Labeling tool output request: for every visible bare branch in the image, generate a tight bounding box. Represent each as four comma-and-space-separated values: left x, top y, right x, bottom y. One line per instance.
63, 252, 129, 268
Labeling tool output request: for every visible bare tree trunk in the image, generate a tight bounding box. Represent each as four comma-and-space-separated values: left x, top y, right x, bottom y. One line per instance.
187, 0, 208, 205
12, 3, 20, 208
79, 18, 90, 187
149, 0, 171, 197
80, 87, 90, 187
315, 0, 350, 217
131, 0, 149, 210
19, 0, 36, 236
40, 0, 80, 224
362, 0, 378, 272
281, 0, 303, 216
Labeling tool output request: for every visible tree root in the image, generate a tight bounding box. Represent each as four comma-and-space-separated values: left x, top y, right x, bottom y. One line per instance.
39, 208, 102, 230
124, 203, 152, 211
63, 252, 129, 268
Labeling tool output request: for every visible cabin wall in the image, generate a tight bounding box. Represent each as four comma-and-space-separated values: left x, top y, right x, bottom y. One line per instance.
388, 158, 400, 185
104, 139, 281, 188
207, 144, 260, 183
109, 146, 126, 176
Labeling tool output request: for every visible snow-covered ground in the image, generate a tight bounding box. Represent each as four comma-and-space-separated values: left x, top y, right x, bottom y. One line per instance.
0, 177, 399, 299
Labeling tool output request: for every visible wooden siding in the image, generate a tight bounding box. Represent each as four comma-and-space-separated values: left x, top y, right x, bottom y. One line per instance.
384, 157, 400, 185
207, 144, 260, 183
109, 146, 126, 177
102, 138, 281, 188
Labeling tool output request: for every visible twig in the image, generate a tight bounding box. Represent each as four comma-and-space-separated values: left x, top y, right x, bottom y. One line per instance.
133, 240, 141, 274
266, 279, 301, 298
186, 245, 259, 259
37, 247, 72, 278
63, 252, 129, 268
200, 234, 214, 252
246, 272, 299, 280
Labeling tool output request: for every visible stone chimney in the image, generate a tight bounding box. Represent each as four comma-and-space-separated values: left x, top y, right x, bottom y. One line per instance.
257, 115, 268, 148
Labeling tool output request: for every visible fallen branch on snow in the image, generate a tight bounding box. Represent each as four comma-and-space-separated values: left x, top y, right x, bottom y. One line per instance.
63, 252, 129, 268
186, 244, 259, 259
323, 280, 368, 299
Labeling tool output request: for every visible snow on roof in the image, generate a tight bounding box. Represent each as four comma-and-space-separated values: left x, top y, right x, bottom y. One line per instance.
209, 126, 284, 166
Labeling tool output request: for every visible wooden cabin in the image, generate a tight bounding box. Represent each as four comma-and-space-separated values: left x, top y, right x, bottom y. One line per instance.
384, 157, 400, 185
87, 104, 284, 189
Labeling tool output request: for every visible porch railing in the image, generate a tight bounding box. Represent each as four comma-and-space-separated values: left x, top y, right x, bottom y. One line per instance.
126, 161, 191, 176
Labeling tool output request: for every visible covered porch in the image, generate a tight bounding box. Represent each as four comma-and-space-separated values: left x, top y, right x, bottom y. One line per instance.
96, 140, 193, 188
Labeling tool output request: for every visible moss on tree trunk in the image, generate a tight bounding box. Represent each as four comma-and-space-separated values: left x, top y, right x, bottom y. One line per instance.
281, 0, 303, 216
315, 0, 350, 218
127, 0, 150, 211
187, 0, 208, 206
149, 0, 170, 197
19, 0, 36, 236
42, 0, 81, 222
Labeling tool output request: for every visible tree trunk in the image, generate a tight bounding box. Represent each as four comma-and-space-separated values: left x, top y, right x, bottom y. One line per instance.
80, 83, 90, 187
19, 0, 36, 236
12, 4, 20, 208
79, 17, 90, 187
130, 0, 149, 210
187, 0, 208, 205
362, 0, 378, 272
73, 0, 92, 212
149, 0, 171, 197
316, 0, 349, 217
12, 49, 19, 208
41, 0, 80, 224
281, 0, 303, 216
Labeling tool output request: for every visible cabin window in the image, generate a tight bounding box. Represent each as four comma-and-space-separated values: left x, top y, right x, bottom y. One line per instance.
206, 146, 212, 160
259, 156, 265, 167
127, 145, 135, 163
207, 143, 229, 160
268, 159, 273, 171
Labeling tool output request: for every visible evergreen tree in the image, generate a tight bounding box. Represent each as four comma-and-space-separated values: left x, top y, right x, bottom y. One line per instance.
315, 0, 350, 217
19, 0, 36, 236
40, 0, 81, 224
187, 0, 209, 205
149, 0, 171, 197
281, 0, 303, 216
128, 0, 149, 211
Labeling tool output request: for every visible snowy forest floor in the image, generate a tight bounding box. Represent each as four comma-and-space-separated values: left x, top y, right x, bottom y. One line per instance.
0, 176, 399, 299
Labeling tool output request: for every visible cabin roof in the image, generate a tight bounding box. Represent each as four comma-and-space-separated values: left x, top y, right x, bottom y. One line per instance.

·····

*WHAT THE TASK ASKS*:
Go through the listing above and repeat all of it exactly.

*TASK RESULT*:
Labeling tool output request: for every visible bare branch in the image, generate a tight bounding box. Represent each as four comma-and-space-separated values: left x, top y, right x, bottom y. One line per instance.
63, 252, 129, 268
Labeling tool output request: for every visible bare tree trunk in the image, generate a tight bounding box. Represent each as four comma-and-space-separated values: left x, top y, right x, bottom y. One line per instance.
187, 0, 208, 205
12, 3, 20, 208
79, 18, 90, 187
149, 0, 171, 197
80, 87, 90, 187
315, 0, 350, 217
131, 0, 149, 210
19, 0, 36, 236
40, 0, 80, 224
362, 0, 378, 272
281, 0, 303, 216
Labeling tool output request: for every visible tree root in the image, generate a tight bounding box. Represent each as four comma-and-space-separated values: left x, top y, right x, bottom y. One line per instance.
39, 208, 102, 230
124, 203, 152, 211
63, 252, 129, 268
Labeling tool output request: for every visible cabin wall in the image, generate a tight bounding box. Represent each as four comma-and-space-separated values: left x, top y, right x, bottom y. One line per instance.
388, 158, 400, 185
104, 139, 281, 188
207, 144, 260, 183
109, 146, 126, 176
Labeling tool output request: for every visible snow-covered ground in the image, generate a tight bounding box. Represent each as four comma-and-space-separated values: left x, top y, right x, bottom y. One line per instance.
0, 177, 399, 299
Labeling tool output request: for every visible wooden siding in the image, generate a tight bounding box. Represent each as four comma-and-space-separated values: left x, top y, right x, bottom y. One line per instance.
384, 157, 400, 185
207, 144, 260, 183
109, 146, 126, 177
102, 138, 281, 188
Labeling tool output request: for every visible twig in the image, generate a tight bounding box. Represent each as four comma-and-space-separated values: left x, top y, right x, bottom y. One line per instance.
133, 240, 141, 274
266, 279, 301, 298
186, 245, 259, 259
37, 247, 72, 278
63, 252, 129, 268
200, 234, 214, 252
246, 272, 299, 280
Labeling tool output request: for every visible stone chimney in the image, generate a tight bounding box. Represent each as four comma-and-space-separated values: left x, top y, right x, bottom y. One line per instance.
257, 115, 268, 148
Labeling tool output request: for every visible fallen branch on snow in the image, generate a tight bounding box. Represent each as four comma-and-space-separated values: left x, top y, right x, bottom y. One line per instance.
63, 252, 129, 268
186, 244, 259, 259
323, 280, 368, 299
Labeling tool output request: for every visible snow on roof in the image, generate a tight bounding box. Represent each as four comma-and-space-separated values: left x, top y, right x, bottom y. One line per instance.
209, 126, 284, 166
Labeling tool output request: for every visible wooden cabin in the image, generate a tight bounding box. Represent each as four comma-and-space-separated values: left x, top y, right x, bottom y. One line per instance.
384, 157, 400, 185
87, 104, 284, 189
Labeling tool output request: for every visible porch railing in the image, generate a tight bounding box. Represent each as four comma-and-space-separated values: left x, top y, right x, bottom y. One line per instance.
126, 161, 191, 176
Labeling tool output request: for every visible covered porch in the image, generate a tight bounding box. Represent each as four comma-and-space-separated values: left x, top y, right x, bottom y. One line per instance.
96, 140, 193, 188
Labeling tool output request: for every visible moss on tree trunk in the image, generate a tight bounding box. Represent each as four comma-and-space-separated values: left x, top y, right x, bottom y. One line per instance.
281, 0, 303, 216
315, 0, 350, 218
127, 0, 150, 211
187, 0, 208, 206
149, 0, 170, 197
19, 0, 36, 236
42, 0, 81, 222
Labeling tool output request: for every visible tree trunk in the image, generate a tight bounding box. Represent each as four comma-and-space-separated values: left x, top y, right x, bottom y. One line per instance.
80, 83, 90, 187
19, 0, 36, 236
12, 4, 20, 208
79, 17, 90, 187
130, 0, 149, 210
187, 0, 208, 205
362, 0, 378, 272
73, 0, 92, 212
149, 0, 171, 197
316, 0, 349, 217
12, 49, 19, 208
41, 0, 80, 224
281, 0, 303, 216
Labeling tool output request: for every visible cabin window in the image, generate a tight bounding box. Represent each as four comma-and-space-separated values: left x, top y, right x, bottom y. One line per instance.
206, 146, 212, 160
259, 156, 265, 167
127, 145, 135, 163
207, 143, 229, 160
268, 159, 273, 171
Labeling tool output request: for every visible evergreen tree in the image, generate a tight bounding box. Represent each as four comma-and-space-separated values: left x, top y, right x, bottom y. One line per instance.
315, 0, 350, 217
19, 0, 36, 236
40, 0, 81, 224
187, 0, 209, 205
149, 0, 171, 197
281, 0, 303, 216
128, 0, 149, 211
Labeling tool output request: for every visible snowy forest floor in the image, generate a tight bounding box. Represent each as four comma-and-space-separated values: left x, top y, right x, bottom y. One line per instance.
0, 176, 399, 299
Labeling tool output request: for every visible cabin roof in the image, generate a tight bounding box. Represent each as four comma-and-space-separated values: left x, top y, right x, bottom y. One line per instance.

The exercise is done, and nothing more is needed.